» **Aim of the task**
Work through the records that follow and return each line containing the word "dark".

» **Stored data**
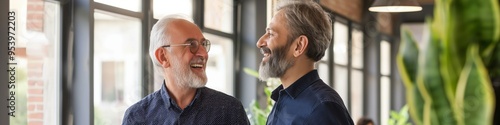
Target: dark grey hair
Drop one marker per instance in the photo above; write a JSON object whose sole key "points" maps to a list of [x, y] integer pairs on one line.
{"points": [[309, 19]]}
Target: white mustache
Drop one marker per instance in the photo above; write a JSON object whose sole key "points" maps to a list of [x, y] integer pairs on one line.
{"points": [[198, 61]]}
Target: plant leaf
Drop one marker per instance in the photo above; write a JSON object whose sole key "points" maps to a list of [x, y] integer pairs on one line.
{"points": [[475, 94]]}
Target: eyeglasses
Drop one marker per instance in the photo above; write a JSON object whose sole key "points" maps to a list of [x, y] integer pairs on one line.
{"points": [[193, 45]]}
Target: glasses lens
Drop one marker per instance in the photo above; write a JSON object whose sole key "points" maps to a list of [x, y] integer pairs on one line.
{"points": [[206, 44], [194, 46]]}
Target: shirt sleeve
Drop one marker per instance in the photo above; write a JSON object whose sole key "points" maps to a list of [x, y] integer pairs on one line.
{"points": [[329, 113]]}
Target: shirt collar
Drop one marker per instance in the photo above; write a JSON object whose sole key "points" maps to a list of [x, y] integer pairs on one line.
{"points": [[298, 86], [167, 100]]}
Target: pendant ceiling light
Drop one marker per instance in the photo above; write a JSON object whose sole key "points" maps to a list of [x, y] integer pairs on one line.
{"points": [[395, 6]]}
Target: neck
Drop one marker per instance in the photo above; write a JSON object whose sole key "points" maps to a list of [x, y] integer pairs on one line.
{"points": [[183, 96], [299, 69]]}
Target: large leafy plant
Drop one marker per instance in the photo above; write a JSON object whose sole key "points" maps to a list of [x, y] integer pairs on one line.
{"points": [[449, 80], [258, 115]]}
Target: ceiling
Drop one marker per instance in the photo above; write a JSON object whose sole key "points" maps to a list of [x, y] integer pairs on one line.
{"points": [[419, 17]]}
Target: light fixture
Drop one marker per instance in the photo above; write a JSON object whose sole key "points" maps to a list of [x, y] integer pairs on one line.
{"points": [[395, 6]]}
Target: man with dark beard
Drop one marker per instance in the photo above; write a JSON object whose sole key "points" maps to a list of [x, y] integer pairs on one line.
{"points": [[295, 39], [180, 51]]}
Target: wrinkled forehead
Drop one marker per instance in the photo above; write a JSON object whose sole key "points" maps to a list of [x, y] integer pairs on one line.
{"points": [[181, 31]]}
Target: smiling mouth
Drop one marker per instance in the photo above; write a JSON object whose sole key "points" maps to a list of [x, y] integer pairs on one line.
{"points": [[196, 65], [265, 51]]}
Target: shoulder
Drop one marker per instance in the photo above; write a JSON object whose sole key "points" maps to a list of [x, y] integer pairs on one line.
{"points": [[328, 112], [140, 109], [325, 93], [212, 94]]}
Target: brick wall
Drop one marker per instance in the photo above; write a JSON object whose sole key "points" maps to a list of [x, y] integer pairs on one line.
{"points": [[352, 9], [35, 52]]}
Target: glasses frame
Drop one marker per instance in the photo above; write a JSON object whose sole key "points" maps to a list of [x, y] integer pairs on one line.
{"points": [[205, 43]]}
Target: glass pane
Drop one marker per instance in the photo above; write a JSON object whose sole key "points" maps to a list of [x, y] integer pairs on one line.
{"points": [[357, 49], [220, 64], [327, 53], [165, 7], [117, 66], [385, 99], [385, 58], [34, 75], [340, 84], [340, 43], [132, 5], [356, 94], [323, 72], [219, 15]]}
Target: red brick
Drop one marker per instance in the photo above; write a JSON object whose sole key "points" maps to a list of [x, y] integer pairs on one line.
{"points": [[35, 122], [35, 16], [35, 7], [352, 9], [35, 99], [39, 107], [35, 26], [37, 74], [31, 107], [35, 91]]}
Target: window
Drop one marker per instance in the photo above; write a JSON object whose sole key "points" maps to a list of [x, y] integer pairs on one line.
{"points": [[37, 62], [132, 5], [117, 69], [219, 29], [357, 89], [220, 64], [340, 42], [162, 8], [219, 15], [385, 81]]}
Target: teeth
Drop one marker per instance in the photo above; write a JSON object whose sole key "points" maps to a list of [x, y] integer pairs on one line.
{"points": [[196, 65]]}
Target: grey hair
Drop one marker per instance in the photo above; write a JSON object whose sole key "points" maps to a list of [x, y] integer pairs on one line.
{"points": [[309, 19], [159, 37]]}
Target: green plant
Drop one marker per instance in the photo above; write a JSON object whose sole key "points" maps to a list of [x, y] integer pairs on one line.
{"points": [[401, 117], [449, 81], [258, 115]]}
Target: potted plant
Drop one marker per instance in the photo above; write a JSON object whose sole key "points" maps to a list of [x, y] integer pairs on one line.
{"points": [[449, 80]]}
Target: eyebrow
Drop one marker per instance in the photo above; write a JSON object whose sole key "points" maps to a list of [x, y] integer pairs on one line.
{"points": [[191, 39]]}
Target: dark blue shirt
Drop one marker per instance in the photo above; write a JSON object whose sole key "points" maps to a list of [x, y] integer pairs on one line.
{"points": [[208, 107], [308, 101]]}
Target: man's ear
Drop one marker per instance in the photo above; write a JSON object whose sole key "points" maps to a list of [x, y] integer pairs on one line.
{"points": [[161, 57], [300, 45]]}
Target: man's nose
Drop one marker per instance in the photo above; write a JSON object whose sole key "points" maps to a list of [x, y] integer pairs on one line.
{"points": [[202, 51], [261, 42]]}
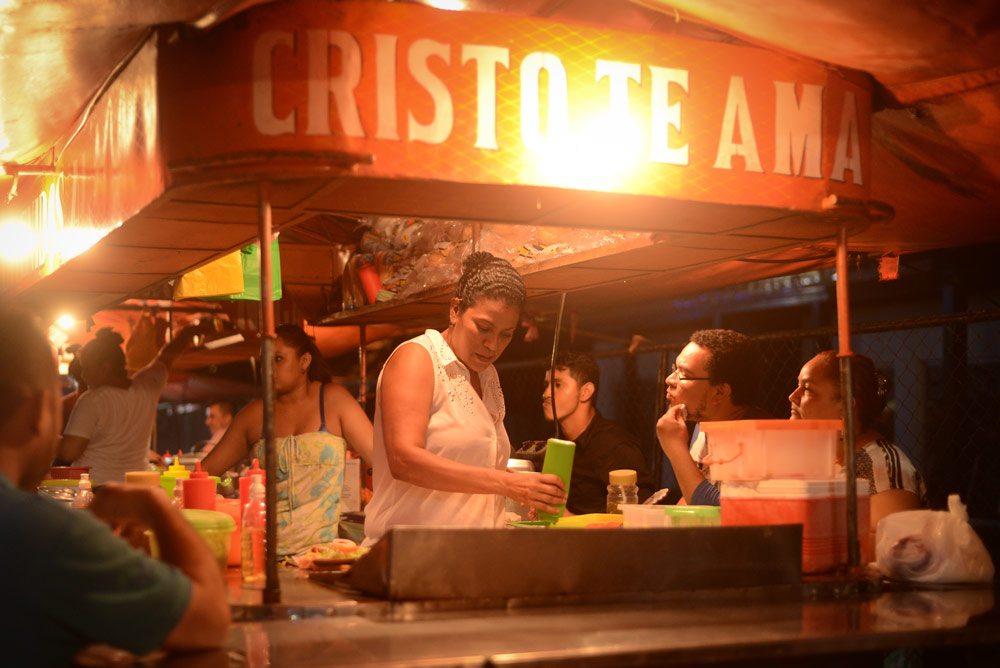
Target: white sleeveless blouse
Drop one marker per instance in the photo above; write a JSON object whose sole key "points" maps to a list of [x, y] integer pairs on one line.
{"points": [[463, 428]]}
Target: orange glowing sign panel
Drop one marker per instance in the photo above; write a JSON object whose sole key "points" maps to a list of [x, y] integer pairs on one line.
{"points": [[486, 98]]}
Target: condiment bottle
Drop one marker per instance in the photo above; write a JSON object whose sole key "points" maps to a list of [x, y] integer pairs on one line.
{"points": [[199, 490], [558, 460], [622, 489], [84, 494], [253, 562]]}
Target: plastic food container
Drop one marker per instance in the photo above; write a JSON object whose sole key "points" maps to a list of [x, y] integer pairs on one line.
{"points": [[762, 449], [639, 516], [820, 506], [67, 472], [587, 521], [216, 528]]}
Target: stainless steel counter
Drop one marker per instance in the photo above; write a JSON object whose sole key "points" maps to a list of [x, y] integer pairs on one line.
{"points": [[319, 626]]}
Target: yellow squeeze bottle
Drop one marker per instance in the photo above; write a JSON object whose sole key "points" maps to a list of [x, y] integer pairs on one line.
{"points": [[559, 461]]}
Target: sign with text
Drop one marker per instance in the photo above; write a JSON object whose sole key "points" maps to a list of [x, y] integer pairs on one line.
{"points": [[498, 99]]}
---
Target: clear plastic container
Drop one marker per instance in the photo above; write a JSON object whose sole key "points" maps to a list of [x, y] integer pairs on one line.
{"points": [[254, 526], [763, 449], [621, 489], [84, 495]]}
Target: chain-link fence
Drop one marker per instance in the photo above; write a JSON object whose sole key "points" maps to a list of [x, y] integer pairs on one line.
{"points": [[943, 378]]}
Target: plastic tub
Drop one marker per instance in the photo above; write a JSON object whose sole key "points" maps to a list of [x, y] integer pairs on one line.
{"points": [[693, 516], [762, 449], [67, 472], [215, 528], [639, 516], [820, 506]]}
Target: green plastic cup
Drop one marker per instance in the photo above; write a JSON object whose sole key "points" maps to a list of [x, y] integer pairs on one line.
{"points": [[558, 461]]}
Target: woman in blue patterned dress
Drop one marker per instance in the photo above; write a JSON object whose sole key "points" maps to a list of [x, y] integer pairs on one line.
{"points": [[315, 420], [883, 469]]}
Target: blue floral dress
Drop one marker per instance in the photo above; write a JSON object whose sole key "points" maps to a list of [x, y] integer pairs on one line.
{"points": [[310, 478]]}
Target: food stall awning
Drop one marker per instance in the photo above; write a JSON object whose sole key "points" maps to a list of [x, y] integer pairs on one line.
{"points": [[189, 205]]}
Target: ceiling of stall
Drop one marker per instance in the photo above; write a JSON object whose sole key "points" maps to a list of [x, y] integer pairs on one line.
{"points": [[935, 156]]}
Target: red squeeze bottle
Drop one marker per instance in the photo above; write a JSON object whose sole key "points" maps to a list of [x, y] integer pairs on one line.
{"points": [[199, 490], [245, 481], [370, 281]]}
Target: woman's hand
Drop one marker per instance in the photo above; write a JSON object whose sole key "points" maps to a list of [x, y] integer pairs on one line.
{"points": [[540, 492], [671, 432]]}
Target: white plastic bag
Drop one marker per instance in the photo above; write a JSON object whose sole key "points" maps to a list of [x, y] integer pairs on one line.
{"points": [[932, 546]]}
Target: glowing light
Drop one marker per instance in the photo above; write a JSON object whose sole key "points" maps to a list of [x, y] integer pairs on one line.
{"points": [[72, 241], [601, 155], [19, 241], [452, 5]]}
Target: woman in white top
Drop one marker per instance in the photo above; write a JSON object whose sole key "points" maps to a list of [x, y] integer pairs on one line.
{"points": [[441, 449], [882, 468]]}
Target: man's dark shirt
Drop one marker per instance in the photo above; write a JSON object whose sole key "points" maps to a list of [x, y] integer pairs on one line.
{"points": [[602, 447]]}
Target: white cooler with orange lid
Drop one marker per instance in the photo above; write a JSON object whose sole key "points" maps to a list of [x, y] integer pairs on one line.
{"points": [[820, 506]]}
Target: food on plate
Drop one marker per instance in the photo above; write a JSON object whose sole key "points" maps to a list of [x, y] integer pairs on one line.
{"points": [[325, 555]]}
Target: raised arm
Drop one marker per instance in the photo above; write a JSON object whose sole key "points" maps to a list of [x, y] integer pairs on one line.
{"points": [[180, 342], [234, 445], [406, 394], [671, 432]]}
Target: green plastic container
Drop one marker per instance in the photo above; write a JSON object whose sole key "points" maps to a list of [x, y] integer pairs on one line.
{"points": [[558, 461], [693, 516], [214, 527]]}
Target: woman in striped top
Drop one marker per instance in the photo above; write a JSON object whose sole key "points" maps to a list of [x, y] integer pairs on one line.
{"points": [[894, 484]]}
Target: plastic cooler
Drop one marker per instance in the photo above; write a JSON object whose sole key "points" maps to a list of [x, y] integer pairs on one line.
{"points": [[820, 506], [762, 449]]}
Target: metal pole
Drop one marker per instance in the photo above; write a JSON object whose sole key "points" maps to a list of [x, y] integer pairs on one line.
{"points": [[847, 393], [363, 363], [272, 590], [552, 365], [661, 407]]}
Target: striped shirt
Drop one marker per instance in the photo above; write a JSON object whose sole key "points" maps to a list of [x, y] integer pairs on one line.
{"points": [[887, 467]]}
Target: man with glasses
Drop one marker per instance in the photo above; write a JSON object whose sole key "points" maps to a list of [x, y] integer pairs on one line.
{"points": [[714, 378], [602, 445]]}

» **Answer to this task**
Target: dark grey hair
Target: man with dark beard
Target: dark blue shirt
Target: man's dark shirt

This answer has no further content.